◆ Objective
Revise the items by changing each "pinpoint" to "locate" and leaving everything else unchanged.

## start Dataset

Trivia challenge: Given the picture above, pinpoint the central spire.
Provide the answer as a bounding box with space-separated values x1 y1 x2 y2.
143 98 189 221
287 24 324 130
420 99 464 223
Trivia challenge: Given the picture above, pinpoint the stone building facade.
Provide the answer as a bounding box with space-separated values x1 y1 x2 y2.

## end Dataset

◆ Result of the task
Trivia challenge: Given the picture above, locate the central spire.
Provide the answer as a bounding box with space-separated values x1 y1 x2 y2.
143 98 189 221
287 24 324 130
420 99 464 223
Trivia challenge: Given the picture above, locate the stone building facade.
Provide the answer as a bounding box with space-separated values x1 y1 x2 y2.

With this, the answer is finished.